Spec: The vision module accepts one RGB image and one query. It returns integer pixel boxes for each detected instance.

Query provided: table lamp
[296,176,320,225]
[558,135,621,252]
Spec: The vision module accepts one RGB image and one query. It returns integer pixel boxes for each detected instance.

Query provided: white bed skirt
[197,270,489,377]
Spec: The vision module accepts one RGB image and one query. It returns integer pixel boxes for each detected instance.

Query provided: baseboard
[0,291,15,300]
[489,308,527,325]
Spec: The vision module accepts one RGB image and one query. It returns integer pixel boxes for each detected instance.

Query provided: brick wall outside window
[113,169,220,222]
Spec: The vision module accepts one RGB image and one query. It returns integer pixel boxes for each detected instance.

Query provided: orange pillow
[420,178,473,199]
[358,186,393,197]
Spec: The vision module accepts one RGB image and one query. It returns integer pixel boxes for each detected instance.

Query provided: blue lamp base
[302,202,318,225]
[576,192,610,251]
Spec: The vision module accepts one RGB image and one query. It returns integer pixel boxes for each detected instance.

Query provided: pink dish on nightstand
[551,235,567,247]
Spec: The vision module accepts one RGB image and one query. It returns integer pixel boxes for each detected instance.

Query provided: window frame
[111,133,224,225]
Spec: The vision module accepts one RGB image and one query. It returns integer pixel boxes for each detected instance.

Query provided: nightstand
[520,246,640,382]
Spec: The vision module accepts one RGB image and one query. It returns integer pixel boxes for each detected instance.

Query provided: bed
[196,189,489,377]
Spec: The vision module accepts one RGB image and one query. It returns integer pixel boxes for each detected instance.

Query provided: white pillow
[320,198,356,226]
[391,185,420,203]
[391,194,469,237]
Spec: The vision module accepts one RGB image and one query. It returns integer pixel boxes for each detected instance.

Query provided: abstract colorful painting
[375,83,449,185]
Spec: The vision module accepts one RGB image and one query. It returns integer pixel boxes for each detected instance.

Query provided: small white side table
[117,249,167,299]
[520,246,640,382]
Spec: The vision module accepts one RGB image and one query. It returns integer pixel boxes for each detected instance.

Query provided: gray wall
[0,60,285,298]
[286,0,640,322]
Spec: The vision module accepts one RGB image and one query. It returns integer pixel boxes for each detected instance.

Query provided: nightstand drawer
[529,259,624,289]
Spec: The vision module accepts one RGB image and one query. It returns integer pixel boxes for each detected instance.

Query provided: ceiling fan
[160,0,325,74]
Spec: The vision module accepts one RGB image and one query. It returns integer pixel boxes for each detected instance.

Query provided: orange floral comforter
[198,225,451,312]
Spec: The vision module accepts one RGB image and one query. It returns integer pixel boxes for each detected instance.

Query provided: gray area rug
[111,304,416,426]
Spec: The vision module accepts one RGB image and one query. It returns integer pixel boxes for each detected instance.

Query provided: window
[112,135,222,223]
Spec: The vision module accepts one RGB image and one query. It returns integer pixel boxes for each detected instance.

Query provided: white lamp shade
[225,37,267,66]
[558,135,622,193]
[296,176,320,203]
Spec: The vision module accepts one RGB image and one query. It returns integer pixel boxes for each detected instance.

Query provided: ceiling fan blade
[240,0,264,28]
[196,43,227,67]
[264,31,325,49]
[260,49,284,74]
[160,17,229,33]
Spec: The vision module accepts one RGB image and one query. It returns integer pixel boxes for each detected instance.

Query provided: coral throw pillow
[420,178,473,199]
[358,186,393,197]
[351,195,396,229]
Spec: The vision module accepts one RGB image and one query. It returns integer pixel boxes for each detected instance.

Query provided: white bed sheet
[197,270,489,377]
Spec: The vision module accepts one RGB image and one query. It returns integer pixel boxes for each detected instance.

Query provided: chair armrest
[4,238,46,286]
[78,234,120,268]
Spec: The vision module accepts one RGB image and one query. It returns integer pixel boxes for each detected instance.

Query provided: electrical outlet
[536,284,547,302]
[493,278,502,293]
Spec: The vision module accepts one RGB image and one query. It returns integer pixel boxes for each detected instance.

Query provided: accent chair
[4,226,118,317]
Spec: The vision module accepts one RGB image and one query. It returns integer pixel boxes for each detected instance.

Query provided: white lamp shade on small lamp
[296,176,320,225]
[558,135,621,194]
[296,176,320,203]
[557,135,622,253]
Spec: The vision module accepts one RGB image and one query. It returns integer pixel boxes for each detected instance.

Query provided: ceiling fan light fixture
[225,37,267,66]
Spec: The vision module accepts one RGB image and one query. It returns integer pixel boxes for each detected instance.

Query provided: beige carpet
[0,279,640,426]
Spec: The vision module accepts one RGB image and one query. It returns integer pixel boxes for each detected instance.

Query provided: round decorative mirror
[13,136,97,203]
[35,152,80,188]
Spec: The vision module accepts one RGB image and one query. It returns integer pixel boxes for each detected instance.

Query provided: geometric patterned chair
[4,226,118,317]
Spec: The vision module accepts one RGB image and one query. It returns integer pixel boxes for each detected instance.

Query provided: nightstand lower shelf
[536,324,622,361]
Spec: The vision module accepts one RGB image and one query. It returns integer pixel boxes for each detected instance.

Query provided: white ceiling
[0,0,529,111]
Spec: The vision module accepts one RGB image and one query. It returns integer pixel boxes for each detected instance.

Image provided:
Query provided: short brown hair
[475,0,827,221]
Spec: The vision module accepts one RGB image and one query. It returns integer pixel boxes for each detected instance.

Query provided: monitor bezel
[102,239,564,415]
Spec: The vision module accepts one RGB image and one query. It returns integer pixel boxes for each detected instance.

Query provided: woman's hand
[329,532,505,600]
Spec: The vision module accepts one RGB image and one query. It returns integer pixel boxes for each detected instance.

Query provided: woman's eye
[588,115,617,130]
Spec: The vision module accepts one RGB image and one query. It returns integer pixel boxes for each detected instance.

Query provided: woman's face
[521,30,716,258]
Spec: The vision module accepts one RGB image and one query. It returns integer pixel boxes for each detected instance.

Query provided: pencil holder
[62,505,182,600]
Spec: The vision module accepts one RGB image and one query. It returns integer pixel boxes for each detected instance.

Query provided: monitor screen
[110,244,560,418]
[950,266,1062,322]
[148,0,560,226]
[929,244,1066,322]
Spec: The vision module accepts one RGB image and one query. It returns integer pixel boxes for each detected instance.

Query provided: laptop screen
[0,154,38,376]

--

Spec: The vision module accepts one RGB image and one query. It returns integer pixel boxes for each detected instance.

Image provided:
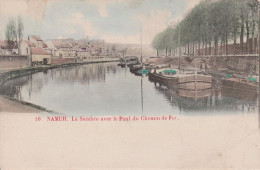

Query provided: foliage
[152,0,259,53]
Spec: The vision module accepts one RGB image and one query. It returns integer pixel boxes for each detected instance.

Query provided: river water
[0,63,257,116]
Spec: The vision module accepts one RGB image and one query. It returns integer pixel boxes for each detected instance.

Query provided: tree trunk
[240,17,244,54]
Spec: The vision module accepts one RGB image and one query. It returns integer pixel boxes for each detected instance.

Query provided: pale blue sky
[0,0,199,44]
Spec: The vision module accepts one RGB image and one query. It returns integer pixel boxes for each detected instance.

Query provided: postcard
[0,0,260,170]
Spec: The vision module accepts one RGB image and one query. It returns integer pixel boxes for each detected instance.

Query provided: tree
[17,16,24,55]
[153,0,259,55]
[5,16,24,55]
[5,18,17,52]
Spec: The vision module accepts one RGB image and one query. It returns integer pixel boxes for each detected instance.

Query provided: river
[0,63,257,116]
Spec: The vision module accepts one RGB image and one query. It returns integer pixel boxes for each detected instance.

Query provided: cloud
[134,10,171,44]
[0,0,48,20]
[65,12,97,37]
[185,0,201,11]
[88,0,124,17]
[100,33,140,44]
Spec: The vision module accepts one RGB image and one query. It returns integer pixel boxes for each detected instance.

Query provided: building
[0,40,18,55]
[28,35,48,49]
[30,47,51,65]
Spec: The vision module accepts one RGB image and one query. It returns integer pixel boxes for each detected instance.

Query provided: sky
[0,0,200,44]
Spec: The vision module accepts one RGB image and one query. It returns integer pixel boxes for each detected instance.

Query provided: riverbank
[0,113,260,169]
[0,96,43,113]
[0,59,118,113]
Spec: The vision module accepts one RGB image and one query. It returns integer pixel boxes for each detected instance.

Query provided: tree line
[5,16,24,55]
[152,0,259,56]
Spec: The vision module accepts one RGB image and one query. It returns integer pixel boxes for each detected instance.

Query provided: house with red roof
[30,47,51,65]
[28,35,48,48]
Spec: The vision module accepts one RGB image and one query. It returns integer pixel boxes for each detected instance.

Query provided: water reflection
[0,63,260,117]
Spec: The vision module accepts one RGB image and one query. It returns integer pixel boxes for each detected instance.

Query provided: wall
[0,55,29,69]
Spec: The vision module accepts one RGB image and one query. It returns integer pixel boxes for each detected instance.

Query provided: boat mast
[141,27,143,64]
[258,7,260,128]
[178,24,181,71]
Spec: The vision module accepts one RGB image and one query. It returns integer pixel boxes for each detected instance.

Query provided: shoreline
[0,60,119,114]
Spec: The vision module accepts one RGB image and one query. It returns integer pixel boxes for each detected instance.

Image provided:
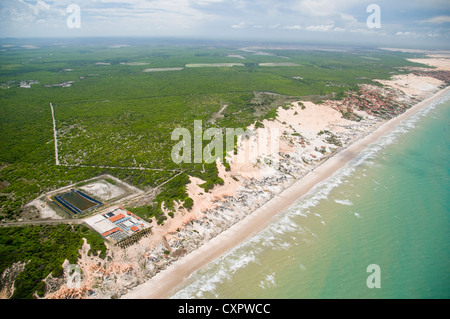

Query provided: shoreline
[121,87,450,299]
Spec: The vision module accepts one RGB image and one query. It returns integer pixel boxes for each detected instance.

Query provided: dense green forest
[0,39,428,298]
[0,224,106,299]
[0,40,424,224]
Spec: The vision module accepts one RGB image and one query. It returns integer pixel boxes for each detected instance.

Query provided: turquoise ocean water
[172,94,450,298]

---

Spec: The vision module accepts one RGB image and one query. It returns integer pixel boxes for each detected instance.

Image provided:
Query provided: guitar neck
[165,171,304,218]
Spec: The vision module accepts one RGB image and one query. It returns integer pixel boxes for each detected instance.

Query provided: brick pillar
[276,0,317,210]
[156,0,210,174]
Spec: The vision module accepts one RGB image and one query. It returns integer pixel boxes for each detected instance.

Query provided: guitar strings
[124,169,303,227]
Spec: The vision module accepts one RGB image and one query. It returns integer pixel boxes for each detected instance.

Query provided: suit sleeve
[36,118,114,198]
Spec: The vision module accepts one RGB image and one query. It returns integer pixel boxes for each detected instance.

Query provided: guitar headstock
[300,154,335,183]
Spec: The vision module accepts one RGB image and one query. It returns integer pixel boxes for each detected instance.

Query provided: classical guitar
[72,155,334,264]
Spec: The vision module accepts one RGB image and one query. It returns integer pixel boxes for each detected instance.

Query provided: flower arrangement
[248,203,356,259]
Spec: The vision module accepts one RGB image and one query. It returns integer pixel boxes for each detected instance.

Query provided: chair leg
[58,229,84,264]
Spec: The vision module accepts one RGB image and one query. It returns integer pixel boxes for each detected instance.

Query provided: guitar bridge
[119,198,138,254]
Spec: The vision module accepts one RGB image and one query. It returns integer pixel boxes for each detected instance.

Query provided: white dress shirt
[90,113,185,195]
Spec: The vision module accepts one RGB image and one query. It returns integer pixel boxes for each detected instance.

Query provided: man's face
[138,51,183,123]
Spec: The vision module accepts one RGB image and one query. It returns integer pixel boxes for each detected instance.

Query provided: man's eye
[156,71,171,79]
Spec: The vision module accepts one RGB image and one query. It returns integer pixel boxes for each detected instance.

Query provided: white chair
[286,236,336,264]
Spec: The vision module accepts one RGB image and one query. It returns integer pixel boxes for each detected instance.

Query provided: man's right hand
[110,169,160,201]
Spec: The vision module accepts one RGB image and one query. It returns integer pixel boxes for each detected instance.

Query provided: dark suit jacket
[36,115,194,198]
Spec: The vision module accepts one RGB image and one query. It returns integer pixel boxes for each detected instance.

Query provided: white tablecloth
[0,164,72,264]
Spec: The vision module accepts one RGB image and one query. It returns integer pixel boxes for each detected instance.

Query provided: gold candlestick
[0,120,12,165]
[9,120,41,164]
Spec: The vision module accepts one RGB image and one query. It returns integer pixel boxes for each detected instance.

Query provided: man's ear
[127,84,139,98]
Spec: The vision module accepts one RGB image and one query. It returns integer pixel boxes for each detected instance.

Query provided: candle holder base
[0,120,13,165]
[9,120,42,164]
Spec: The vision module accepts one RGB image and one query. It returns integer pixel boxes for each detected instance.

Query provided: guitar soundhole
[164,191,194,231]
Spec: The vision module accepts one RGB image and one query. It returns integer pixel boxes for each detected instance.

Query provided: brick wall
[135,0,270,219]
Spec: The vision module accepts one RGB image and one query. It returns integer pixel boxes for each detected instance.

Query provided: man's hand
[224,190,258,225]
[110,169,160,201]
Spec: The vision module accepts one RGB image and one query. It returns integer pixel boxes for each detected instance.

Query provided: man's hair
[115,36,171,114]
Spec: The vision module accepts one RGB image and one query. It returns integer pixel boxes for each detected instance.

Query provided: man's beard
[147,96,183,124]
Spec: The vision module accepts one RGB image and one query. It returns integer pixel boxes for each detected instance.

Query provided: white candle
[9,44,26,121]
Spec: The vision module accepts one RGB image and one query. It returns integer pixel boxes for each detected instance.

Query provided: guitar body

Required task: Pull out every line of the rows above that contains the word "gray". Case counts.

Result:
Query provided: gray wall
Query provided: gray area rug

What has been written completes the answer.